Data provided:
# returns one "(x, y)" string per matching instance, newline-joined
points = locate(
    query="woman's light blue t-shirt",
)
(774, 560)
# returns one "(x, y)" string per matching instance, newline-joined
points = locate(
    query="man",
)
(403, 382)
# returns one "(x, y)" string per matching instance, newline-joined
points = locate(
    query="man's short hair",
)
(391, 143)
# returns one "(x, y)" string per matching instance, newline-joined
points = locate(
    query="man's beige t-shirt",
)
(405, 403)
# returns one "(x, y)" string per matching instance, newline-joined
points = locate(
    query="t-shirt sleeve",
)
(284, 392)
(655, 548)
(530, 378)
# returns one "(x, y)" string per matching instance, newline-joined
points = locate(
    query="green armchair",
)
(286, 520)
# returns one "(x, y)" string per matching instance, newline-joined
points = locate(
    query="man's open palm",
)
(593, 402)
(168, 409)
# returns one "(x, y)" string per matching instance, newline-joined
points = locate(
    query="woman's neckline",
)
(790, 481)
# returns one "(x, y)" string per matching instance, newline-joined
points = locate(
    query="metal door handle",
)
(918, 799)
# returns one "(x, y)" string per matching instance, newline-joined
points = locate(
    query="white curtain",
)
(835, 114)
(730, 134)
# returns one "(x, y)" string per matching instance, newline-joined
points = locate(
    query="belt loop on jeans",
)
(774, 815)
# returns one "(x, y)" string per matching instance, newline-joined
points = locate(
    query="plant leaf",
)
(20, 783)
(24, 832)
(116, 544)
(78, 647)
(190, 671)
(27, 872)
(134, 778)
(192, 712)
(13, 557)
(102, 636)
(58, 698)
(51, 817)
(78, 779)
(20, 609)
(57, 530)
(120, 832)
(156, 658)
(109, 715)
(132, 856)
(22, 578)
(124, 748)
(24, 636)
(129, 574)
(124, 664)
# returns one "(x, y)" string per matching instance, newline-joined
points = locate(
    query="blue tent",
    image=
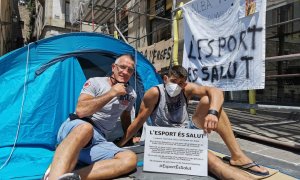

Requirement:
From the material above, pull out every line that contains the word "blue", treating uppercase and lowercase letters as distinct.

Solved problem:
    query="woman's light blue t-shirt",
    query="blue tent",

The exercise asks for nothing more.